[[ Exercise passage open ]]
In 2009, Plaintiff Veronika Chauca became pregnant, took a period of maternity leave from her job as a physical therapy aide, and was terminated after her return from leave. She then filed suit in the U.S. District Court for the Eastern District of New York, bringing sex and pregnancy discrimination claims under Title VII of the Civil Rights Act of 1964 (“Title VII”), the New York State Human Rights Law (NYSHRL), and the NYCHRL.
Chauca prevailed at trial and obtained a total jury award of $60,500, representing economic and emotional distress damages. Chauca then appealed the district court’s denial of a jury instruction on punitive damages to the Second Circuit, arguing that the district court had not properly construed the NYCHRL’s standard for punitive damages. The Second Circuit, finding that the statute and existing case law did not provide sufficient guidance, certified the question to the New York Court of Appeals.
Under Title VII, punitive damages can be awarded where the employer has engaged in intentional discrimination with “malice” or with “reckless indifference to the federally protected rights of an aggrieved individual.” In 2001, the Second Circuit held that the Title VII standard also applied to NYCHRL claims for punitive damages.
[[ Exercise passage closed ]]
[[ Provided records open ]]
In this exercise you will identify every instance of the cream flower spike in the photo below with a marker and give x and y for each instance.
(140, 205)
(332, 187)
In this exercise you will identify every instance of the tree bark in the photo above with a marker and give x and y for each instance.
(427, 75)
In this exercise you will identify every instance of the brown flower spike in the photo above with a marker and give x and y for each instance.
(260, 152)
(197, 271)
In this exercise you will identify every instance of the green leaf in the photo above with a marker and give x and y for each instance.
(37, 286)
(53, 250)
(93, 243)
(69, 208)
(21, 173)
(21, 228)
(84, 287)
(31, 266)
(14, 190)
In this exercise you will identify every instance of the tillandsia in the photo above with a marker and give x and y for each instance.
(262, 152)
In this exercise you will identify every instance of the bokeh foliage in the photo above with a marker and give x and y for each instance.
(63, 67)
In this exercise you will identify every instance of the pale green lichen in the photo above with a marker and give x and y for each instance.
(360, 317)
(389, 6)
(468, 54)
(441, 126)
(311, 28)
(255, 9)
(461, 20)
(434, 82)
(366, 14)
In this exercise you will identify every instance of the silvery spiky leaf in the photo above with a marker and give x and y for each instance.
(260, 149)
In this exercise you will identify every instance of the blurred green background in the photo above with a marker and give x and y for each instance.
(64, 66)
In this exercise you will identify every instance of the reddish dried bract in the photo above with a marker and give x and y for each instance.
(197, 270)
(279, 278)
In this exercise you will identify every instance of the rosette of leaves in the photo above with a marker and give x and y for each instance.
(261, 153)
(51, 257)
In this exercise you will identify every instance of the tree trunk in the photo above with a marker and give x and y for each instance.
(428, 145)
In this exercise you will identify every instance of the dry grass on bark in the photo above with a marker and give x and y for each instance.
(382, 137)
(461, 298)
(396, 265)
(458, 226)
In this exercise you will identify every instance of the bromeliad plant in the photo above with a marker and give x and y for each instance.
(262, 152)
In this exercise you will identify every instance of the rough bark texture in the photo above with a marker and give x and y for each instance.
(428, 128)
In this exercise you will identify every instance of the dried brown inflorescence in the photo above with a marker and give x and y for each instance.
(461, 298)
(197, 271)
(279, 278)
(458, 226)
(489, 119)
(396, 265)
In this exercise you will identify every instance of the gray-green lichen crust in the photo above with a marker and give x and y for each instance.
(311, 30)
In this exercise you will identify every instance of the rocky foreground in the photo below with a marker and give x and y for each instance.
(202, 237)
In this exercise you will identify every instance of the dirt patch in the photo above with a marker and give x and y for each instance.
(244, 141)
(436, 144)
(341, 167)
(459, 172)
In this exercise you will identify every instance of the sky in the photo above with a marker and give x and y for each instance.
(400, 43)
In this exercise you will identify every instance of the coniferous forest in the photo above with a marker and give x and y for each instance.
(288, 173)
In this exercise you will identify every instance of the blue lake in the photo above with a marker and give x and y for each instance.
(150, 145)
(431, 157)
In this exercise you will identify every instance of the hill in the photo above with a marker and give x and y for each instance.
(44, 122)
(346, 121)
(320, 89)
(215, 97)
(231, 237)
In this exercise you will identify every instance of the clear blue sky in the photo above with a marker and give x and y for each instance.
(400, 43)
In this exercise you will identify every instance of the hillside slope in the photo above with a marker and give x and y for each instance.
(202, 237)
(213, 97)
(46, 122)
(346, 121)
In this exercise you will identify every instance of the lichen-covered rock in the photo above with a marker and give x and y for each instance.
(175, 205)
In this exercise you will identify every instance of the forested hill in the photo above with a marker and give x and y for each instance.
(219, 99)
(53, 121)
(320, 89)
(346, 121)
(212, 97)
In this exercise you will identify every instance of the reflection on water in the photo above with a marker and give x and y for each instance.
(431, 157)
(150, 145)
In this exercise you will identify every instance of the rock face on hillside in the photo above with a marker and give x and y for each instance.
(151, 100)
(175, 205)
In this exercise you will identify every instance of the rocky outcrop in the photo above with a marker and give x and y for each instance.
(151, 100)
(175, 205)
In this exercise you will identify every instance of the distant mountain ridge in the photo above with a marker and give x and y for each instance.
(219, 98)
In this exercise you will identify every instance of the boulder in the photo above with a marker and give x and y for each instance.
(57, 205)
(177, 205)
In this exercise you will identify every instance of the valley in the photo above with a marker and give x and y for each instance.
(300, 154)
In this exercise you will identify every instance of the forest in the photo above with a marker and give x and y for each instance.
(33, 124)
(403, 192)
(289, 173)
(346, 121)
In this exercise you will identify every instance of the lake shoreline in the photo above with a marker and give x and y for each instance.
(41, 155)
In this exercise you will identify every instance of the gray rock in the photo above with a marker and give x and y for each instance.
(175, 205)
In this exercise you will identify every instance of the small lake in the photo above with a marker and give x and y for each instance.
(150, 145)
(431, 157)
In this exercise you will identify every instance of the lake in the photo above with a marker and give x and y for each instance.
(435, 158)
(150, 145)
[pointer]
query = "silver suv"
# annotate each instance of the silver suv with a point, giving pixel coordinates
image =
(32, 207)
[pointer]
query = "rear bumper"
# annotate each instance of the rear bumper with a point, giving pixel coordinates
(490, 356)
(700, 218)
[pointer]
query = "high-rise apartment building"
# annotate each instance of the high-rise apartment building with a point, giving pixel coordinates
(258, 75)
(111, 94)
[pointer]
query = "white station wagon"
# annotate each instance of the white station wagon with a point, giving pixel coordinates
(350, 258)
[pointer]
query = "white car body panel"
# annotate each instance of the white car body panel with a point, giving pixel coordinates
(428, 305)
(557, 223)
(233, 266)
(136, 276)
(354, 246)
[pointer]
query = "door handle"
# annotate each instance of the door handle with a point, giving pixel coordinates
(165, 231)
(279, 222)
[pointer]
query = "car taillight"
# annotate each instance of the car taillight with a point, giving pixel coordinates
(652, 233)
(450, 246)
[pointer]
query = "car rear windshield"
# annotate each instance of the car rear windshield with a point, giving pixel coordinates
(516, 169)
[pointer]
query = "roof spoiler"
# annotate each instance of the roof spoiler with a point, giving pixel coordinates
[[ Provided records closed ]]
▶ [Questions]:
[1] Copy the Chauca discrimination case summary from "In 2009, Plaintiff" to "and the NYCHRL.".
[2] Extend the summary of Veronika Chauca's discrimination case past its final sentence, picking up right after the part about the Second Circuit's 2001 ruling.

▶ [Answers to the exercise]:
[1]
In 2009, Plaintiff Veronika Chauca became pregnant, took a period of maternity leave from her job as a physical therapy aide, and was terminated after her return from leave. She then filed suit in the U.S. District Court for the Eastern District of New York, bringing sex and pregnancy discrimination claims under Title VII of the Civil Rights Act of 1964 (“Title VII”), the New York State Human Rights Law (NYSHRL), and the NYCHRL.

[2]
But in 2005, the New York City Council passed the Restoration Act, which states that the NYCHRL has a “uniquely broad and remedial purpose” and so should “be construed liberally,” regardless of how similarly-worded state and federal statutes have been construed. Since the passage of the Restoration Act, New York courts have treated NYCHRL claims as independent from NYSHRL and federal claims, generally holding NYCHRL claims to less stringent standards than their state and federal counterparts.
The Restoration Act and the text of the NYCHRL do not specifically address the issue of punitive damages, however, and, until Chauca, no court had explicitly defined the NYCHRL’s standard for punitive damages awards, either. Reviewing Chauca on appeal, the Second Circuit concluded that New York case law did not offer any definitive answers, either, and certified the following question to the New York Court of Appeals: “What is the standard for finding a defendant liable for punitive damages under the New York City Human Rights Law?”
Relying upon the legislative intent of the NYCHRL and the language of the Restoration Act, Chauca argued that punitive damages ought to be recoverable upon any finding of liability whatsoever in NYCHRL cases, in keeping with the NYCHRL’s “broad and remedial purpose,” while defendants argued that NYCHRL punitive damages awards should be subject to the Title VII standard. The New York Court of Appeals rejected both arguments.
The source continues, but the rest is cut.